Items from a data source

##############################

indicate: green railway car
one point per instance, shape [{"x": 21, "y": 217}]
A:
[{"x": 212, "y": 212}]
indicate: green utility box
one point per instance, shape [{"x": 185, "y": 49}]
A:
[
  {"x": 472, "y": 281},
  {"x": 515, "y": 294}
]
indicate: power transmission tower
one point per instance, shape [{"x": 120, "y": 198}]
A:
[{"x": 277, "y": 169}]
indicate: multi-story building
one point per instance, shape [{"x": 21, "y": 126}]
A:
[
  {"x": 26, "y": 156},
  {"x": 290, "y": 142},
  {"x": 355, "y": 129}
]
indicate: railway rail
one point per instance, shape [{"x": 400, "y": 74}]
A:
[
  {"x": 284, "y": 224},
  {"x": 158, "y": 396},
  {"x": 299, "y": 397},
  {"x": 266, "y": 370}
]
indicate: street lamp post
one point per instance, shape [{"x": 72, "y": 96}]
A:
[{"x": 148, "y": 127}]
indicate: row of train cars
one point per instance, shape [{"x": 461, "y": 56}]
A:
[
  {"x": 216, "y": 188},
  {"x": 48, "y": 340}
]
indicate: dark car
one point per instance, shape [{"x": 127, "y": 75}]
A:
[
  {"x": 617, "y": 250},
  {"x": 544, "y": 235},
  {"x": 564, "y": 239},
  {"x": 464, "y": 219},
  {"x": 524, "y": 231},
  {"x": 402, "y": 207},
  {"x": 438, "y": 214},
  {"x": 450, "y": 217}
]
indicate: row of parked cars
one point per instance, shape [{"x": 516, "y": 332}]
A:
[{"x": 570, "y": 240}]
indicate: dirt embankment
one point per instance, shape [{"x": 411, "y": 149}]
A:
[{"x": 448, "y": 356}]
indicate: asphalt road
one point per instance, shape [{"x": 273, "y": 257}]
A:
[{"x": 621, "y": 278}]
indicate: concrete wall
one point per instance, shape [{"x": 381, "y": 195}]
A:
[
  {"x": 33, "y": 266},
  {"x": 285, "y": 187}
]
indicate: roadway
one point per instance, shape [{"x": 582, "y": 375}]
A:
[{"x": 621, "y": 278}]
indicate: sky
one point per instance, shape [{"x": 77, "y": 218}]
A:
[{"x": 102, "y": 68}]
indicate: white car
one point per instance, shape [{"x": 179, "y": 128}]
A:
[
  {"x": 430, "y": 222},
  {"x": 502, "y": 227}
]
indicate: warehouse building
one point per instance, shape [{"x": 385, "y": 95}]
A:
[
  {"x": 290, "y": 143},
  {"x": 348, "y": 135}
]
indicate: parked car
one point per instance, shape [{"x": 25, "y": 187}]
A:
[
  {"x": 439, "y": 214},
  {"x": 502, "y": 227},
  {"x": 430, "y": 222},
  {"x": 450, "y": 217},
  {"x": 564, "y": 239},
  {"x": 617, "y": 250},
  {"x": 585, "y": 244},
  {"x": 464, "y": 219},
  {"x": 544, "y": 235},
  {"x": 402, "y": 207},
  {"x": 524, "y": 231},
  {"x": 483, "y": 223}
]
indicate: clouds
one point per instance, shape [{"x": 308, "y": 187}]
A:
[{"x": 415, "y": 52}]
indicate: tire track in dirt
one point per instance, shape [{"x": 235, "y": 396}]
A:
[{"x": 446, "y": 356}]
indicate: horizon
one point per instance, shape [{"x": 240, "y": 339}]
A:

##############################

Rewrite the lines from the line with "indicate: sky" up to and including the last line, keeping the requests as they are. Multiply only the coordinates in the answers by 2.15 and round each to a whole number, with halves rounded up.

indicate: sky
one point per instance, shape [{"x": 77, "y": 218}]
A:
[{"x": 219, "y": 146}]
indicate: white car
one point per instance, shape [{"x": 179, "y": 128}]
A:
[
  {"x": 925, "y": 477},
  {"x": 1079, "y": 488}
]
indicate: warehouse building
one point per instance, shape [{"x": 385, "y": 95}]
A:
[
  {"x": 624, "y": 307},
  {"x": 748, "y": 290}
]
indicate: parked car
one point per instance, shape [{"x": 25, "y": 187}]
A:
[
  {"x": 944, "y": 460},
  {"x": 1079, "y": 488},
  {"x": 925, "y": 477},
  {"x": 968, "y": 467},
  {"x": 1213, "y": 514},
  {"x": 1327, "y": 538},
  {"x": 1258, "y": 525},
  {"x": 998, "y": 471},
  {"x": 1170, "y": 505},
  {"x": 864, "y": 445},
  {"x": 1127, "y": 497},
  {"x": 1038, "y": 479}
]
indicate: clouds
one point per instance, shape [{"x": 308, "y": 187}]
A:
[{"x": 892, "y": 112}]
indicate: tire track in dirt
one point per instance, shape [{"x": 235, "y": 396}]
A:
[{"x": 959, "y": 765}]
indicate: horizon
one point per instance, shape [{"x": 240, "y": 339}]
A:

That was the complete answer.